**What to work on:**
Within the entries below, the lines from the one with "Target: white napkin" through the one with "Target: camera" are to be set down exactly, both ends kept.

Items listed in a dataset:
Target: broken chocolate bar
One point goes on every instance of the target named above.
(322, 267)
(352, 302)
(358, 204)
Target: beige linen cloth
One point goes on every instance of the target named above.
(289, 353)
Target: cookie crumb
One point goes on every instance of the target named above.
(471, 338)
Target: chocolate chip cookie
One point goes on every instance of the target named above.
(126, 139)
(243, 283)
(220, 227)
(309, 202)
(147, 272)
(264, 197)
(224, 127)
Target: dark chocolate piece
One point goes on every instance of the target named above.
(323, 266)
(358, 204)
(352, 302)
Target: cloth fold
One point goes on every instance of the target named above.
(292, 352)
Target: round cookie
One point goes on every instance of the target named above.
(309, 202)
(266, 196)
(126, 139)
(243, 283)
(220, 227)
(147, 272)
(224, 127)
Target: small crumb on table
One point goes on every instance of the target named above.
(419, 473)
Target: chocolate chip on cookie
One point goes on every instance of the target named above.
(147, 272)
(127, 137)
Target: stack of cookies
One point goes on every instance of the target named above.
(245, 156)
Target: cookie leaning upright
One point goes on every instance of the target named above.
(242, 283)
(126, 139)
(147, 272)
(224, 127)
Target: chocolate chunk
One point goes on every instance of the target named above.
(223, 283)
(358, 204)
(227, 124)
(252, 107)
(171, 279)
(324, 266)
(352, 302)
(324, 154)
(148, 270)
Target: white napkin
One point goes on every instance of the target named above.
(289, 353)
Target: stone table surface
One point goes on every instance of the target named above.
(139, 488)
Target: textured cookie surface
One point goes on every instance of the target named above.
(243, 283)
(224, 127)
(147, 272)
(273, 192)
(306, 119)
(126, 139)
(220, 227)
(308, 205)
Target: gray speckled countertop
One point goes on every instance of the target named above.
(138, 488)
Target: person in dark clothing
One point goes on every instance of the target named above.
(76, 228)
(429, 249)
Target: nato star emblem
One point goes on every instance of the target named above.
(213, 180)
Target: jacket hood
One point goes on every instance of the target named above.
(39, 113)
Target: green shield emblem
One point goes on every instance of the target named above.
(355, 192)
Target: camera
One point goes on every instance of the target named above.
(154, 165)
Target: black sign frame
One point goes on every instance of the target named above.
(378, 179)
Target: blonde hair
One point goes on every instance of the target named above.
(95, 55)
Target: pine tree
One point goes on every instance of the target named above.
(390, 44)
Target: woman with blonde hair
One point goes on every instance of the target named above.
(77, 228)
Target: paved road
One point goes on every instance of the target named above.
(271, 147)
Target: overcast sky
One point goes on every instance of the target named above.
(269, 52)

**The completed task:**
Target: white napkin
One point goes on every instance of the target named above.
(289, 353)
Target: stone table surface
One point goes on every instance of the target named above.
(139, 488)
Target: textured cookie surface
One point goes on every instance of the target named above.
(243, 283)
(224, 127)
(147, 272)
(273, 192)
(306, 119)
(126, 139)
(220, 227)
(308, 205)
Target: gray speckled countertop
One point goes on every instance of the target named above.
(138, 488)
Target: person in dark clothing
One point goes on every instance of the target named above.
(76, 228)
(429, 249)
Target: nato star emblem
One point goes on every instance of the target named above.
(213, 180)
Target: jacket hood
One point goes on every instance of the target named above.
(39, 113)
Target: green shield emblem
One point goes on every instance of the target named above.
(355, 192)
Target: camera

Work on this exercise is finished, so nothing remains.